» Objective
Count the lines below that contain the string "stadium", with case taken into account, and reply with that count alone.

» Records shown
*****
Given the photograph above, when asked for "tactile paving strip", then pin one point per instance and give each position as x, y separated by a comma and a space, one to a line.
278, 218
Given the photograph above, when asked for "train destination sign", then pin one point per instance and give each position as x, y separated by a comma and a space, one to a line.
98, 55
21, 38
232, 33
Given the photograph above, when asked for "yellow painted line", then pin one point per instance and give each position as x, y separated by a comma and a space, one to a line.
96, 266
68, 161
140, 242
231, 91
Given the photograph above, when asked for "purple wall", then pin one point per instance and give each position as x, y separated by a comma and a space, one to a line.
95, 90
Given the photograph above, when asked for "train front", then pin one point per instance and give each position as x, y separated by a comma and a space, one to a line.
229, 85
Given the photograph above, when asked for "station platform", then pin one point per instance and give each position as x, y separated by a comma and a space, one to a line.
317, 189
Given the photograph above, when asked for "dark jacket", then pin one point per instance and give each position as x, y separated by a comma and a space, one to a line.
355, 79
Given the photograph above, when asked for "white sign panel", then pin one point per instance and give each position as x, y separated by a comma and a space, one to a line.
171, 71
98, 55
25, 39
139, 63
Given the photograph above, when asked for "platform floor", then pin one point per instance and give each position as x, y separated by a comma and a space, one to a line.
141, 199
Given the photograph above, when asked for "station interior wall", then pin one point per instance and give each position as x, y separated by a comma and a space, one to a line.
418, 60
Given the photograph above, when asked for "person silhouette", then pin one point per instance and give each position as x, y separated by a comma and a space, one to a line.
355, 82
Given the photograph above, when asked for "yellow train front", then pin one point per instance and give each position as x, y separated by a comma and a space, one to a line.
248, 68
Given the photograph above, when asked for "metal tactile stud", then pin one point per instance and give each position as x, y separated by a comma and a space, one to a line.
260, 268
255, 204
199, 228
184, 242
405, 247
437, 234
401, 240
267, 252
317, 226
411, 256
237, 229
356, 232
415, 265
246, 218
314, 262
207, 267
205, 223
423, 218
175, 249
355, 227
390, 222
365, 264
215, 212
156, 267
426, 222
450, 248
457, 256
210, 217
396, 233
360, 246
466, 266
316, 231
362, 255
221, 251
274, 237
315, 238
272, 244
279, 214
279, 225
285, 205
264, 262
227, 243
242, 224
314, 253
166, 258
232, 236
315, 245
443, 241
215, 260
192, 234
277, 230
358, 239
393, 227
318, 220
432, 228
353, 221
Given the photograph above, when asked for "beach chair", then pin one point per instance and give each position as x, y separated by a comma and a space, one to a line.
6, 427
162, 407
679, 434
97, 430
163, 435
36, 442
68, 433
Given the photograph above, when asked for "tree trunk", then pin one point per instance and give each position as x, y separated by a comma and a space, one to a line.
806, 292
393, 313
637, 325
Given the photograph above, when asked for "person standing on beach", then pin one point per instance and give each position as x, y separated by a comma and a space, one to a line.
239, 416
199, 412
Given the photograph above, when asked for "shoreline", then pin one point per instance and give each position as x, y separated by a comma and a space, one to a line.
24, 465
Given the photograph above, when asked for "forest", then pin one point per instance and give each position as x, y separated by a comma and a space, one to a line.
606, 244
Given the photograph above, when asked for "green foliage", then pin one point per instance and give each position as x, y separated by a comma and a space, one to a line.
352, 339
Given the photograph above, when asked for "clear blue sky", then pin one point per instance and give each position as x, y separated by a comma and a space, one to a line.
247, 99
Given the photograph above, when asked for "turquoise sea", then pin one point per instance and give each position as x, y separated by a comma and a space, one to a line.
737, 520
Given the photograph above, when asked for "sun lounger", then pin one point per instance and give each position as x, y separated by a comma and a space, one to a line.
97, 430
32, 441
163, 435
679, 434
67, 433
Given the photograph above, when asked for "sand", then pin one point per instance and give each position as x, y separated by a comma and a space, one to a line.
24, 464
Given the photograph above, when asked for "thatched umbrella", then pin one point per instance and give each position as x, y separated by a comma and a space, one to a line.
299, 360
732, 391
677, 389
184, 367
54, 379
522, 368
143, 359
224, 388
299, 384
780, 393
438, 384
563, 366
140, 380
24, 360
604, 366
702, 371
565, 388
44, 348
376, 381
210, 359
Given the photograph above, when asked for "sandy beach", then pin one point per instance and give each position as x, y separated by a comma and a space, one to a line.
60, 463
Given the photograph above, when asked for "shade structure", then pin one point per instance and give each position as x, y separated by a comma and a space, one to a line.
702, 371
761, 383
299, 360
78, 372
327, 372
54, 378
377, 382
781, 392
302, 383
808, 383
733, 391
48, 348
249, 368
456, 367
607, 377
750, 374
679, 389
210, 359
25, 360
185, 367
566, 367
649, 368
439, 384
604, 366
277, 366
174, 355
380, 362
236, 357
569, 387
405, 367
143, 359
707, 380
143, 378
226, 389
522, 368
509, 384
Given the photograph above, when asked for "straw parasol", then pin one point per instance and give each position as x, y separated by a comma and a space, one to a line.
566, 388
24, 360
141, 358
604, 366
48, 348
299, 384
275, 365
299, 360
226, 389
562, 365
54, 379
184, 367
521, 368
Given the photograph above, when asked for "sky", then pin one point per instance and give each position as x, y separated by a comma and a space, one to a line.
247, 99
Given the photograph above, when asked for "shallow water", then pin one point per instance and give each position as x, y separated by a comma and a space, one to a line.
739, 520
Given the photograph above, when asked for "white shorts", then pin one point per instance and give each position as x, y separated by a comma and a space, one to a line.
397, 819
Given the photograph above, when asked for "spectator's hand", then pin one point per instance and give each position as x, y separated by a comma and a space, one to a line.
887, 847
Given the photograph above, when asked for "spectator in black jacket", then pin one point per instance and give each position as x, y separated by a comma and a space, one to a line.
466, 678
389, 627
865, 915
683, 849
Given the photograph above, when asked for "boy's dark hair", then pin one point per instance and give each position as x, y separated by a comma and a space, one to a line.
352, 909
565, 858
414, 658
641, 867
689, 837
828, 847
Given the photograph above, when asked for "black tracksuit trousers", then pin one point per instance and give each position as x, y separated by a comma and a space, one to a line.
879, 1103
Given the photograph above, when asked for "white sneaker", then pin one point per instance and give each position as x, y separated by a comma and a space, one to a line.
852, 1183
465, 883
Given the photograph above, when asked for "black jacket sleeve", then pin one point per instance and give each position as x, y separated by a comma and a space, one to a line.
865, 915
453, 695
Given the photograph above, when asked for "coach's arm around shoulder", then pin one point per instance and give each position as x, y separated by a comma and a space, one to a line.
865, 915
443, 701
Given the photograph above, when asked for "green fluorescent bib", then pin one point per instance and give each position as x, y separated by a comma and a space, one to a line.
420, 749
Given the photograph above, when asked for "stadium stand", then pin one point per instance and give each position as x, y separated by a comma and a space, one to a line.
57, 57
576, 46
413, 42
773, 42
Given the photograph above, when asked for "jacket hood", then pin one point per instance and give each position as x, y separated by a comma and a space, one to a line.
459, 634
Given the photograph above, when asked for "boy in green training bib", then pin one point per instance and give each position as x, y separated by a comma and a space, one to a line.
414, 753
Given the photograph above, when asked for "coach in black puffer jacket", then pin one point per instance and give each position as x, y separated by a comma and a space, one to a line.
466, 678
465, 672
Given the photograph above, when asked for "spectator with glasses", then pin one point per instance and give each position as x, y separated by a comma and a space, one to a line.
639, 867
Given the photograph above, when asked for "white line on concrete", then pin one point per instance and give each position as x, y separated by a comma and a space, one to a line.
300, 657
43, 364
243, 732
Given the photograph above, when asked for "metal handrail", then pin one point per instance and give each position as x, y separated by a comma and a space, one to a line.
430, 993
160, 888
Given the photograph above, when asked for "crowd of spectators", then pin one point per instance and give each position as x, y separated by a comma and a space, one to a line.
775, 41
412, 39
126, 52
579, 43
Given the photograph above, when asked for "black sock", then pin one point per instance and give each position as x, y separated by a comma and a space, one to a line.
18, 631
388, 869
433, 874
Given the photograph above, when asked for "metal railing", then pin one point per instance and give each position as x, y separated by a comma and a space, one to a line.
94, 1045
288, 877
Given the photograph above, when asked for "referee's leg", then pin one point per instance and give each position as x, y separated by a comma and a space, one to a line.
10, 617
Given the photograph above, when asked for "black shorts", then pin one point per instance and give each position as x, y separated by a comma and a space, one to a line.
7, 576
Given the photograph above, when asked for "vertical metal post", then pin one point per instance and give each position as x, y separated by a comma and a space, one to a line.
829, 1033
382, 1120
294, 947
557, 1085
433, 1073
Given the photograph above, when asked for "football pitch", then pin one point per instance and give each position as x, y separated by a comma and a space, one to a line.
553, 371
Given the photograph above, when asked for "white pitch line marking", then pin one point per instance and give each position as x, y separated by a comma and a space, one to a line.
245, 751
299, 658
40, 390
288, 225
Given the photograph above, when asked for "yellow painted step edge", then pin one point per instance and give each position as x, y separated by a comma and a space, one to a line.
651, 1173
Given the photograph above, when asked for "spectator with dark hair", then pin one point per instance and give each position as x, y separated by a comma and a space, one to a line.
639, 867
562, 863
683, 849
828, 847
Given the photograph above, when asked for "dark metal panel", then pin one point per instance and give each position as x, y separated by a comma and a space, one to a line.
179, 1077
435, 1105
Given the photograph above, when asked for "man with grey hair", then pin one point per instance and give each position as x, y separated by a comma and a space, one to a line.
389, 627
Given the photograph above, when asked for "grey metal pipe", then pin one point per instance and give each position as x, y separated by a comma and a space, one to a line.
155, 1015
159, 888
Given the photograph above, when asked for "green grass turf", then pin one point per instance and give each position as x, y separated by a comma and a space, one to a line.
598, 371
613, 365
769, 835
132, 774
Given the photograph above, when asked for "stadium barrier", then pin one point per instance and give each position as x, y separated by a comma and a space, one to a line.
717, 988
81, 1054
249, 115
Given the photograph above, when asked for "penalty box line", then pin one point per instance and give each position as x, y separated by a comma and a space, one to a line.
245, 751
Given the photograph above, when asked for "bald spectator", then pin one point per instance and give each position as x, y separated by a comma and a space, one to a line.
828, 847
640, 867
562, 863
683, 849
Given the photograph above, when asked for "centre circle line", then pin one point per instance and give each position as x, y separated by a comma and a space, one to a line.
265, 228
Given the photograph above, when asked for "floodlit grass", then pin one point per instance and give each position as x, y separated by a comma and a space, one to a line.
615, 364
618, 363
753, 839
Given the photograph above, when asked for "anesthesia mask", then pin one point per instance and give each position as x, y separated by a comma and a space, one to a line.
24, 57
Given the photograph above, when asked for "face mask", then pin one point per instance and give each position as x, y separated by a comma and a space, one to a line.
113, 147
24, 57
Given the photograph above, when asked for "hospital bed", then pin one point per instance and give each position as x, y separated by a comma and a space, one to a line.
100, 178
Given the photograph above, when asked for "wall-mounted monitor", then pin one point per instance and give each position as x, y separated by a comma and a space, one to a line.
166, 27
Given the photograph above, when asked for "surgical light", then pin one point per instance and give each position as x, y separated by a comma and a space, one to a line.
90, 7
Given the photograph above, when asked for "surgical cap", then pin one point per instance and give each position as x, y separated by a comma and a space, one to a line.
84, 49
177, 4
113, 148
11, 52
*****
» Finished task
2